[start of MATERIAL PROVIDED]
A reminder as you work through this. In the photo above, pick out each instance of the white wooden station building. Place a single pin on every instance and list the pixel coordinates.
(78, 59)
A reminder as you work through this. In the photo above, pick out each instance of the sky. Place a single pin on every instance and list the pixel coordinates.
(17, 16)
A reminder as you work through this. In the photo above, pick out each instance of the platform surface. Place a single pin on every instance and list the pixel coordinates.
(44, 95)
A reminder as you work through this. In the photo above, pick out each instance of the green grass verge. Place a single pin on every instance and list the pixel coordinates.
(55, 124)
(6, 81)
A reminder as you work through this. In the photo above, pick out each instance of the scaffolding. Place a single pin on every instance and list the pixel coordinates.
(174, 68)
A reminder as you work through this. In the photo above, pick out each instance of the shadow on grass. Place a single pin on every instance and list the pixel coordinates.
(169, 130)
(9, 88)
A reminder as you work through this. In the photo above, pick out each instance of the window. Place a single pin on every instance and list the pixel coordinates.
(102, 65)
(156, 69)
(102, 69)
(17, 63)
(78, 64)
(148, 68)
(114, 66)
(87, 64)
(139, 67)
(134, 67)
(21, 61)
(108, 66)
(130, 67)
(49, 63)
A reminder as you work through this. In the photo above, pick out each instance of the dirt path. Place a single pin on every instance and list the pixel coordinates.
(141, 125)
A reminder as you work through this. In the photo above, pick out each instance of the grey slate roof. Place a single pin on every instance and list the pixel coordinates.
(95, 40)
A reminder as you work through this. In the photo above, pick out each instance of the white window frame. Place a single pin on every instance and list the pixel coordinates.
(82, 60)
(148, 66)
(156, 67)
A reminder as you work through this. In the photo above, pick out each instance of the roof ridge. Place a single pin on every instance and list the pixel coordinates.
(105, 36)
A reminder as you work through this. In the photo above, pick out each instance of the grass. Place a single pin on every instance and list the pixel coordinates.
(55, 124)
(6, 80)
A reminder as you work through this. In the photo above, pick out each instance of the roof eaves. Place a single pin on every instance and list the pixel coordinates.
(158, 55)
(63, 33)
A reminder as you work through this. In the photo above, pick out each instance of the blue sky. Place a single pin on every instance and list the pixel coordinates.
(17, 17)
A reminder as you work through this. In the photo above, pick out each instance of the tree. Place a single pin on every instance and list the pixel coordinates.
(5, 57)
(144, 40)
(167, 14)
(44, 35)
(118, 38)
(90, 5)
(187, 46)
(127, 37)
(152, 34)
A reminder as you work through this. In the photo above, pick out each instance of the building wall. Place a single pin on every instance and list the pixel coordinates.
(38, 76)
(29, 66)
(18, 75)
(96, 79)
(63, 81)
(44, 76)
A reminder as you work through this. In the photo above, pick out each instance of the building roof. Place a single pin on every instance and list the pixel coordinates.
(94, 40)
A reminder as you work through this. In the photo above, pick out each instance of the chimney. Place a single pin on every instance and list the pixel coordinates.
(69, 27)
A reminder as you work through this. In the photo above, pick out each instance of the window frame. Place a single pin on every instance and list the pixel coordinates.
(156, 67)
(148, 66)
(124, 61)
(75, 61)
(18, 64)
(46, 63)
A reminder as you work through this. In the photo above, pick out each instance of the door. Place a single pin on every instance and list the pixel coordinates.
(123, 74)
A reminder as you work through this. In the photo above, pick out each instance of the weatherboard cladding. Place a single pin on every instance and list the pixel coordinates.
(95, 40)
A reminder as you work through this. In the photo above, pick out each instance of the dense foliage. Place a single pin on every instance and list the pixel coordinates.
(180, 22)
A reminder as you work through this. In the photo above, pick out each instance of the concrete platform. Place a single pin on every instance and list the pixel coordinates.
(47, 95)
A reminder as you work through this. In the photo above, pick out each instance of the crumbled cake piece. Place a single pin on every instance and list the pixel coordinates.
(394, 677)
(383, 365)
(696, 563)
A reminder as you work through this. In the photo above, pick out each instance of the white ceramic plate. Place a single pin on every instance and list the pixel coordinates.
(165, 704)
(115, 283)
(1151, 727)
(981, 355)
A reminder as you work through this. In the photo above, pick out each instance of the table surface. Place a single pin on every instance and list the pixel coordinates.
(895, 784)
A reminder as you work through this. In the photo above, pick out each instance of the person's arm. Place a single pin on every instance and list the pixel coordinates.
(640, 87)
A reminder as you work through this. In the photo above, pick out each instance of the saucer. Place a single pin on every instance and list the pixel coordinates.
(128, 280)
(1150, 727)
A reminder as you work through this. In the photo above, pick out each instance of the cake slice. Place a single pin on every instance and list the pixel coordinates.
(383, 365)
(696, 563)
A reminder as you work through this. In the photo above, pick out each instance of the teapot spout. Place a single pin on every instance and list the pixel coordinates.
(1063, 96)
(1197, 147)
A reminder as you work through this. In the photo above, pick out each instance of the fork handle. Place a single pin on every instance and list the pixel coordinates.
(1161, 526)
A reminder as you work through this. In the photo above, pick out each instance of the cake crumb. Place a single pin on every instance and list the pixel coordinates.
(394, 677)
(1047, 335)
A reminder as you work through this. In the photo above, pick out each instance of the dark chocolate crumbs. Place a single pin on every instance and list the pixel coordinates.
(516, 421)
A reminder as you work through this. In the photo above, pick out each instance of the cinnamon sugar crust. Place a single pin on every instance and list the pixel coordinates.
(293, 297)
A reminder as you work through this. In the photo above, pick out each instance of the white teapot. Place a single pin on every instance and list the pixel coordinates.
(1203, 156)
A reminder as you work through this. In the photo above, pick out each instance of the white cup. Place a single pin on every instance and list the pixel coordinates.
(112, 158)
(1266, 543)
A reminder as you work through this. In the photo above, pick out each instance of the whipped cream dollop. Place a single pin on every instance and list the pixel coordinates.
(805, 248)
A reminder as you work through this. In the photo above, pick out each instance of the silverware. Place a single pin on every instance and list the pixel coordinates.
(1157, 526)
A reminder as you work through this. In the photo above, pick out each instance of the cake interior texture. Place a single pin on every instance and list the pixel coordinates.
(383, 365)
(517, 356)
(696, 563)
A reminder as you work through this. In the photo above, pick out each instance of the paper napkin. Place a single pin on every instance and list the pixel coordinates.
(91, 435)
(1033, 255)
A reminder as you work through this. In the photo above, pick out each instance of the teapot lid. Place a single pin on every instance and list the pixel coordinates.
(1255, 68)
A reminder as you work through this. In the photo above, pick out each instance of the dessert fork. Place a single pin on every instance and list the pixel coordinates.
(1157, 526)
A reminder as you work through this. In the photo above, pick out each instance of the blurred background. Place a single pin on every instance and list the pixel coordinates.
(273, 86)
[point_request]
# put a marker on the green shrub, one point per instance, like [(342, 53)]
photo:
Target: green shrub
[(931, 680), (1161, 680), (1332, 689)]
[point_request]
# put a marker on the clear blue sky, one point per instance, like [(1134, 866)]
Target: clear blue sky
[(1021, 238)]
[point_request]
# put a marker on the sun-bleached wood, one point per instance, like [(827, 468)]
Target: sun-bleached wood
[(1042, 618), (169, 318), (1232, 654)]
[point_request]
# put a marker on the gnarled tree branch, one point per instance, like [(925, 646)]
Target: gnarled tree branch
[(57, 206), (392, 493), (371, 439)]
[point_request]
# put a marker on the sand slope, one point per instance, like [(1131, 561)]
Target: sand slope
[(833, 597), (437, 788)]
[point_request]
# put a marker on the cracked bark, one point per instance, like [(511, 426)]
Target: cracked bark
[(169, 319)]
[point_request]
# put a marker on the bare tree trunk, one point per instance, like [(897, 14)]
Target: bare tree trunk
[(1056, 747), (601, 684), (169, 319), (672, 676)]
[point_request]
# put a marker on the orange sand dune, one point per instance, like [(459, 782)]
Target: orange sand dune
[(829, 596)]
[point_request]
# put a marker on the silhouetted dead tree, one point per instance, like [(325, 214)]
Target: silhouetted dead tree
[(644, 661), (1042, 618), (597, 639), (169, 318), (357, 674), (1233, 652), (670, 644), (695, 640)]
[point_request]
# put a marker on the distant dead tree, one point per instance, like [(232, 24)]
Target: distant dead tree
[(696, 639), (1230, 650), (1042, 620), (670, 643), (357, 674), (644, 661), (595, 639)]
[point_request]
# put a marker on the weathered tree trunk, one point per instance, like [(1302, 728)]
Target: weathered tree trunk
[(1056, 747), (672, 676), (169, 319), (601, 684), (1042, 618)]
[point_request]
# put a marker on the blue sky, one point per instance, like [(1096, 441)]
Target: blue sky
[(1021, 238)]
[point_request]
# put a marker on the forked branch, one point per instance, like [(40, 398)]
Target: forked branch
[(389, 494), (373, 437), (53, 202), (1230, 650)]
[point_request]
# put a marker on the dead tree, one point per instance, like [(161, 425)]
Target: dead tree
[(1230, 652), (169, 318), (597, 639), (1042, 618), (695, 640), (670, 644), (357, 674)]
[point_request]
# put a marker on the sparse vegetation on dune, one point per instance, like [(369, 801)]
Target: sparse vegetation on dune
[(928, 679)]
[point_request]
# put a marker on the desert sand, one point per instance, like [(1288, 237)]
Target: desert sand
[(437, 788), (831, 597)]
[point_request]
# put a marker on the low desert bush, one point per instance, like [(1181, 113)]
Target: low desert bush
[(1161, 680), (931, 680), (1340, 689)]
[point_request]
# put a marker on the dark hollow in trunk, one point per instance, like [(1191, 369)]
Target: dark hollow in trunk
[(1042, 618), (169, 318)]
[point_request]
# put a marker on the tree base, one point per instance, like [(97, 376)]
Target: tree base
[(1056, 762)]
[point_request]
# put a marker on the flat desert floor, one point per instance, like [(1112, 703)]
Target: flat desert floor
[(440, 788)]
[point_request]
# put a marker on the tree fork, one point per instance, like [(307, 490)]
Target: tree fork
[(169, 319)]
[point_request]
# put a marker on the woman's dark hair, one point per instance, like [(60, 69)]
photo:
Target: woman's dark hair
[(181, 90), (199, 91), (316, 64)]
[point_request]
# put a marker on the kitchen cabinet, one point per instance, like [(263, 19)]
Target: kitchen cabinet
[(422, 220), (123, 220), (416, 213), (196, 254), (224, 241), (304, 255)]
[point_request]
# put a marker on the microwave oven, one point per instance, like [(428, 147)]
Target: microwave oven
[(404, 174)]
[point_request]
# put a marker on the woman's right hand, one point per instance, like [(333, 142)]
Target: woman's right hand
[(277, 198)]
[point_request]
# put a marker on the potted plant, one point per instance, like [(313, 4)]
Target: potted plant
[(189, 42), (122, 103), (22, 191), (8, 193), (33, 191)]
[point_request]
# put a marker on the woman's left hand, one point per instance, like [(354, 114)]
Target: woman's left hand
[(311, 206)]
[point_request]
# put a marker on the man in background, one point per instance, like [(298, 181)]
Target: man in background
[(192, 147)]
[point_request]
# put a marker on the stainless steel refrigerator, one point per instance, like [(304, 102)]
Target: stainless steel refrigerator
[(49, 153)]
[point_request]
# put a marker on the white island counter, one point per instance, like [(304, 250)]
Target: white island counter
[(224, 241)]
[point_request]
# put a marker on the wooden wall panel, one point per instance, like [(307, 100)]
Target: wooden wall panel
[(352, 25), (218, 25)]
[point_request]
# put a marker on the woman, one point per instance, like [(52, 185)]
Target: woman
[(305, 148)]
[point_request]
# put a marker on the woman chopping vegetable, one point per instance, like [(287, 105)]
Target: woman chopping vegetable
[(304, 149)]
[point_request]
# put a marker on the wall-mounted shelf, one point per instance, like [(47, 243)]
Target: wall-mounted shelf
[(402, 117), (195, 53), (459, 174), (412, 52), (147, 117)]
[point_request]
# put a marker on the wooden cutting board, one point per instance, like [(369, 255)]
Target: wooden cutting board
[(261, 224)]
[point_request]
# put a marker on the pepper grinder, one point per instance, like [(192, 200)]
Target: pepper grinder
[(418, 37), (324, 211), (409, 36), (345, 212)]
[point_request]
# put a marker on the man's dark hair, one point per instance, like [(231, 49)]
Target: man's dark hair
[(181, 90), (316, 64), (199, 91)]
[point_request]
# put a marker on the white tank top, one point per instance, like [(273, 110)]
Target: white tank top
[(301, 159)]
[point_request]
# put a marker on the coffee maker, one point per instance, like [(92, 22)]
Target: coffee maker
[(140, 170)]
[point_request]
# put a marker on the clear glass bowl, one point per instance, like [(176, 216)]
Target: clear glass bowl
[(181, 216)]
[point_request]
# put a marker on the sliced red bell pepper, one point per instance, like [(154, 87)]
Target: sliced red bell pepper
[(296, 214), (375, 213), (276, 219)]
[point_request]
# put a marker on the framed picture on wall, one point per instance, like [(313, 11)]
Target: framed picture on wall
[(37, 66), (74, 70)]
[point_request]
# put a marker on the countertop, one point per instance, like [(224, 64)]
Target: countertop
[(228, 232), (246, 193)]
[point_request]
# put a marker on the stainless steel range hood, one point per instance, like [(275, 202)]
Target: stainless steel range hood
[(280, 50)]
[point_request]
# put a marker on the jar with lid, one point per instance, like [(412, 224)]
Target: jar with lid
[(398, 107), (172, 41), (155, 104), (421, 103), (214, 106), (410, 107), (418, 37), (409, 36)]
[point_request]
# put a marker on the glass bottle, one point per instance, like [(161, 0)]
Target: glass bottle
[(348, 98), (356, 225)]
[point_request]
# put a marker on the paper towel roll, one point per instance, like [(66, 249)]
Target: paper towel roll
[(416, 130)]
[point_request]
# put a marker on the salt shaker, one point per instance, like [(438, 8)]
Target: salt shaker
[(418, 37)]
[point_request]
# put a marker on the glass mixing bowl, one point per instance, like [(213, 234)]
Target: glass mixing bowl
[end of MATERIAL PROVIDED]
▶ _DIRECTIONS_: Pick out every line above that contains the word "salt", and copy each of those lines in full.

▶ _ANSWER TO THE TASK_:
# put a marker on the salt shaker, one point per instance, like [(438, 8)]
Target: salt shaker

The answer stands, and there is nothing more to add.